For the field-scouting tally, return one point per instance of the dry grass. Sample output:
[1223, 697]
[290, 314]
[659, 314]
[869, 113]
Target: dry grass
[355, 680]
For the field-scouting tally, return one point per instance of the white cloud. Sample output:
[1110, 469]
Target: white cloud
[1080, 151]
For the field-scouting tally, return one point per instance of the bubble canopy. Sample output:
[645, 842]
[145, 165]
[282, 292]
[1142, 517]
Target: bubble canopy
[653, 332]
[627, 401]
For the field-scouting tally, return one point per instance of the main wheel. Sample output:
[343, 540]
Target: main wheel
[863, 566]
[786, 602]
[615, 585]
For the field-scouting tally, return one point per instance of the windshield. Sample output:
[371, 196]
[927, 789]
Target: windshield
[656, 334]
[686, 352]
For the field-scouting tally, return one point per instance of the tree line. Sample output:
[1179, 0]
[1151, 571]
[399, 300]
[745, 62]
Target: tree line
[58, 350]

▶ _Task prompt_: Write out all of the data above again, requests included. Scale every answer coordinate by 1.05 and round to the nearest whole number (halves up), leaving the requests and their sample outputs unchanged.

▶ _Output below_:
For the field-scouting tally, return one point per instance of the dry grass. Sample output:
[1223, 697]
[290, 314]
[659, 314]
[869, 113]
Target: dry grass
[373, 714]
For the field-scouting tally, return one point per instance of the white cloud. Sample output:
[1110, 469]
Target: white cloud
[1134, 159]
For the field-scouting tally, return one point per instance of the bubble canopy. Sample output:
[645, 842]
[145, 165]
[282, 292]
[1142, 517]
Target: bubble canopy
[686, 349]
[658, 421]
For the field-scouting tally, return one point per instance of the main wheel. Sample output:
[343, 540]
Target: main wheel
[906, 594]
[825, 632]
[646, 614]
For the field-scouting tally, return one point per instance of the windshield. Sample output:
[371, 196]
[927, 789]
Target: windshield
[689, 351]
[720, 370]
For the field-scouting tally, return one point per instance of the tree line. Sample output:
[1179, 0]
[1151, 571]
[399, 300]
[745, 62]
Target: tree line
[61, 368]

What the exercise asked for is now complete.